* _Problem description_
Copy out the lines below with "spot" swapped for "place" everywhere it appears, keeping every other word and mark the same.

(Lines from a pointing dataset)
┄┄┄┄┄┄
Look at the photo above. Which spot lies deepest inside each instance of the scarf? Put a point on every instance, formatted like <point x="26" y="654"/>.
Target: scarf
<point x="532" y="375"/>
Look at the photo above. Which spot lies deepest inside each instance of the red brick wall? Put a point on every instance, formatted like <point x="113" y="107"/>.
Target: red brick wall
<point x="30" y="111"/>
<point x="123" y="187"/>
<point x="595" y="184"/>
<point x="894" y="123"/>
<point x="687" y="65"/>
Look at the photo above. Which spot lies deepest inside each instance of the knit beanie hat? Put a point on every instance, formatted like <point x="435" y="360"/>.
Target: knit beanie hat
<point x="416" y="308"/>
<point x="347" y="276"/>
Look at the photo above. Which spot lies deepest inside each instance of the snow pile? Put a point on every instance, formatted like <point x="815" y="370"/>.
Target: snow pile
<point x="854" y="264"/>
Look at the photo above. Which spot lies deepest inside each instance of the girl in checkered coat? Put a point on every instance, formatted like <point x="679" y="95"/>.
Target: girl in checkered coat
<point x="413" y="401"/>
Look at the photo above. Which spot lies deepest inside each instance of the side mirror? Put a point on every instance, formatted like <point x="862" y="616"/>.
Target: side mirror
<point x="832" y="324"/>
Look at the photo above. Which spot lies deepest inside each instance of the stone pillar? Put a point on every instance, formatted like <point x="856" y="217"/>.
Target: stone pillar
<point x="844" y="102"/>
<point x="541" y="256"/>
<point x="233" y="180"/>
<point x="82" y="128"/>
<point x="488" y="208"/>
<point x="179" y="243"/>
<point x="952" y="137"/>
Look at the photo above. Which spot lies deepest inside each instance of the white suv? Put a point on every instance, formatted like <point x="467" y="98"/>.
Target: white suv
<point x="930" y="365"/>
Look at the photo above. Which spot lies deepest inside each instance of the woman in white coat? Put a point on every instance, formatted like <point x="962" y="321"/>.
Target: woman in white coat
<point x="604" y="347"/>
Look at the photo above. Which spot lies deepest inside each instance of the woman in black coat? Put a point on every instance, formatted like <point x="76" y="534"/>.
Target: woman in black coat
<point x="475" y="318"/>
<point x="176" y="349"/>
┄┄┄┄┄┄
* _Response to this exercise_
Look at the photo above. Which place lies deepest inside each instance of the scarf? Put a point on every instance, formatted like <point x="26" y="654"/>.
Target: scarf
<point x="532" y="375"/>
Look at the photo above. Which place lies deepest inside each instance of the red brick wall? Put a point on every instance, formatted like <point x="113" y="107"/>.
Target: red brick wall
<point x="30" y="111"/>
<point x="123" y="187"/>
<point x="595" y="184"/>
<point x="894" y="123"/>
<point x="687" y="65"/>
Look at the photo above. Which place lies deepest inside each instance of the knit beanie hat? Put a point on every instance, formatted like <point x="435" y="360"/>.
Target: knit beanie hat
<point x="416" y="308"/>
<point x="347" y="276"/>
Look at the photo above. Which place lies deepest inside each instance of the snow pile? Put a point on every instance, formatted like <point x="815" y="370"/>.
Target: snow pile
<point x="854" y="264"/>
Look at the photo above. Which place lies deepest inside each instance of the girl in checkered coat? Put a point on every instance, formatted like <point x="679" y="95"/>.
Target: girl in checkered coat
<point x="413" y="401"/>
Look at the photo above. Which place lies deepest inside each instance of the side mirror? Put a point on every instance, formatted like <point x="862" y="616"/>.
Target: side mirror
<point x="832" y="324"/>
Look at the photo above. Which place lies deepest inside each instance of the stone pillar? Put a point on every instance, formatted like <point x="856" y="217"/>.
Target: stone pillar
<point x="844" y="102"/>
<point x="541" y="256"/>
<point x="233" y="180"/>
<point x="82" y="128"/>
<point x="488" y="208"/>
<point x="179" y="243"/>
<point x="952" y="137"/>
Look at the photo above. Which place lies deepest inside each instance of the white suv? Put a point on every instance, formatted like <point x="467" y="98"/>.
Target: white suv
<point x="930" y="365"/>
Look at the photo above. Which place lies deepest inside each instance of the woman in white coat? Put a point on every instance, formatted like <point x="962" y="321"/>.
Target: woman in white coat
<point x="604" y="347"/>
Look at the photo above. Which place lies deepest inside each instance of the woman in black coat? Put a point on every instance, formatted like <point x="76" y="534"/>.
Target: woman in black coat
<point x="475" y="318"/>
<point x="176" y="349"/>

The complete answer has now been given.